__Reading passage__
>> Start
The three-judge District Court, which was convened to review the constitutional question, rejected appellants' contentions, sustained the constitutionality of § 6 of the Control Act, and granted the Secretary's motion for summary judgment. 219 F.Supp. 709. The court concluded that:
the enactment by Congress of section 6, which prohibits these plaintiffs from obtaining passports so long as they are members of an organization -- in this case the Communist Party -- under a final order to register with the Attorney General . . . , is a valid exercise of the power of Congress to protect and preserve our Government against the threat posed by the world Communist movement, and that the regulatory [p505] scheme bears a reasonable relation thereto.
Id. at 714. This Court noted probable jurisdiction. 375 U.S. 928.
Appellants attack § 6, both on its face and as applied, as an unconstitutional deprivation of the liberty guaranteed in the Bill of Rights. The Government, while conceding that the right to travel is protected by the Fifth Amendment, contends that the Due Process Clause does not prevent the reasonable regulation of liberty, and that § 6 is a reasonable regulation because of its relation to the danger the world Communist movement presents for our national security. Alternatively, the Government argues that,
whether or not denial of passports to some members of the Communist Party might be deemed not reasonably related to national security, surely Section 6 was reasonable as applied to the top-ranking Party leaders involved here.
We hold, for the reasons stated below, that § 6 of the Control Act too broadly and indiscriminately restricts the right to travel, and thereby abridges the liberty guaranteed by the Fifth Amendment.
>> End
__Set of tasks__
- A) In the court opinion, which amendment does the Government concede protects the right to travel?
- B) Resume the court opinion after its final sentence.
The data after this court opinion is not needed.

__Provided data__
>> Start
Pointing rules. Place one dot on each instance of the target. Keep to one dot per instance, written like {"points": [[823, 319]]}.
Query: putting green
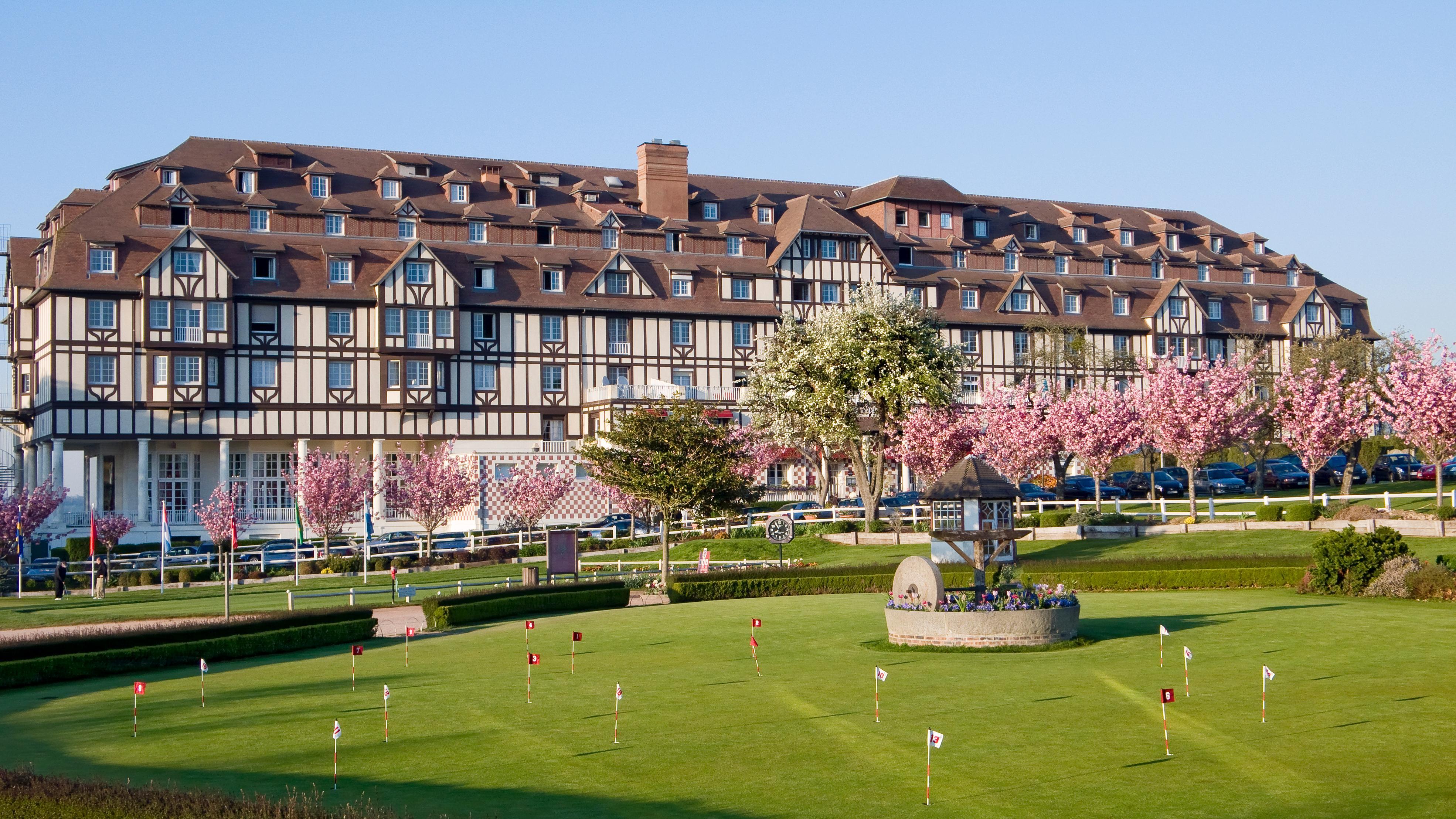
{"points": [[1359, 716]]}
>> End
__Results by task__
- A) The Fifth Amendment.

- B)
In 1958, in Kent v. Dulles, 357 U.S. 116, 127, this Court declared that the right to travel abroad is "an important aspect of the citizen's ‘liberty'" guaranteed in the Due Process Clause of the Fifth Amendment. The Court stated that:
The right to travel is a part of the "liberty" of which the citizen cannot be deprived without due process of law under the Fifth Amendment. . . . Freedom of movement across frontiers in either direction, and inside frontiers as well, was a part of our heritage. Travel abroad, like travel within the country, . . . may be as close to the heart of the [p506] individual as the choice of what he eats, or wears, or reads. Freedom of movement is basic in our scheme of values. [n5]
Id. at 125-126. In Kent, however, the Court concluded that Congress had not conferred authority upon the Secretary of State to deny passports because of alleged Communist beliefs and associations. Therefore, although the decision protected the constitutional right to travel, the Court did not examine "the extent to which it can be curtailed." Id. at 127. The Court, referring to § 6 of the Subversive Activities Control Act, noted that
the only law which Congress has passed expressly curtailing the movement of Communists across our borders has not yet become effective.
Id. at 130. Two years later, in Communist Party of the United States v. Subversive Activities Control Board, supra, this Court reviewed and upheld the registration requirement of § 7 of the Control Act. The Court, however, did not pass upon the "various consequences of the Party's registration for its individual members," id. at 70, because:
It is wholly speculative now to foreshadow whether, or under what conditions, a member of the Party may in the future apply for a passport, or seek government or defense facility or labor union employment, or, being an alien, become a party to a naturalization or a denaturalization proceeding. None of these things may happen. If they do, appropriate administrative and judicial procedures will be available to test the constitutionality of applications of particular sections of the Act to particular persons in [p507] particular situations. Nothing justifies previsioning those issues now.
Id. at 79. (Emphasis added.) The present case, therefore, is the first in which his Court has been called upon to consider the constitutionality of the restrictions which § 6 imposes on the right to travel.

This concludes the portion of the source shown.